::: STORED DATA

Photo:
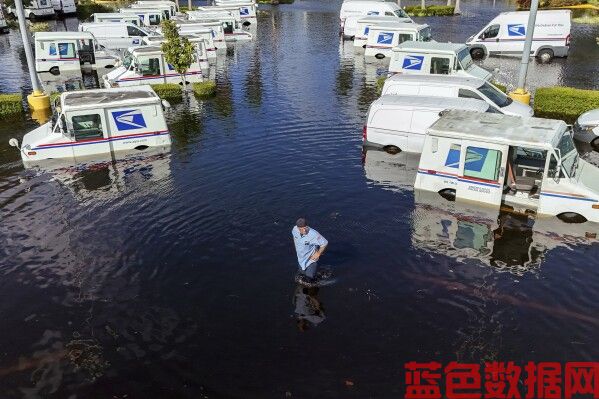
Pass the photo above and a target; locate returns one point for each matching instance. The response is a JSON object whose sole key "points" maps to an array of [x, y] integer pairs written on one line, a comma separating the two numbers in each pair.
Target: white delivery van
{"points": [[363, 26], [192, 27], [353, 10], [455, 86], [36, 9], [116, 35], [98, 121], [230, 20], [3, 24], [117, 17], [505, 35], [149, 18], [56, 52], [204, 36], [399, 123], [64, 6], [247, 10], [528, 164], [435, 58], [147, 65], [151, 3], [382, 38]]}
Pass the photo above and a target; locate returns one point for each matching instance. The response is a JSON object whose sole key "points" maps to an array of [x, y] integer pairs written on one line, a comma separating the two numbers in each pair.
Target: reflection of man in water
{"points": [[309, 245], [308, 309]]}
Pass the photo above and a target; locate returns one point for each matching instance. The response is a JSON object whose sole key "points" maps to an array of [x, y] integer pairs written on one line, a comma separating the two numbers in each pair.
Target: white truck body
{"points": [[116, 35], [99, 121], [56, 52], [247, 10], [64, 6], [364, 24], [435, 58], [230, 20], [353, 10], [382, 38], [117, 17], [147, 65], [400, 122], [505, 35], [455, 86], [528, 164]]}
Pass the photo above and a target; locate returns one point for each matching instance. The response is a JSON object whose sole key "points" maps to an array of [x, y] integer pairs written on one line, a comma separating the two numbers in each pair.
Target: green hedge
{"points": [[430, 11], [85, 9], [11, 104], [564, 103], [204, 89], [168, 91]]}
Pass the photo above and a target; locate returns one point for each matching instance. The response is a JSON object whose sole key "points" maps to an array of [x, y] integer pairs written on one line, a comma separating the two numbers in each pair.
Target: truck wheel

::::::

§ WHAT THE TASK ASKS:
Give back exactly the lines from the line containing "Target: white truck body" to the end of the entries, and no other lines.

§ SOLUTION BELOW:
Target: white truck body
{"points": [[116, 35], [99, 121], [56, 52], [247, 10], [64, 6], [364, 24], [435, 58], [230, 20], [353, 10], [382, 38], [117, 17], [147, 65], [400, 122], [505, 35], [455, 86], [528, 164]]}
Pass the photo above and a target; locate returns one point for each matching instance. The response is a JSON object whose sole key "points" maps to an array of [x, y] integer pairs written on one line, a comma separating the two numbers in each pair.
Target: green hedge
{"points": [[430, 11], [85, 9], [11, 104], [564, 103], [204, 89], [168, 91]]}
Pass the photo above and a target; locate returns one point for each matching instance. The response is a JSON object whose sole key "points" maps to an array of [x, y] integer pairs written on one line, a comma separating the two numbers in each pair.
Target: truck wheel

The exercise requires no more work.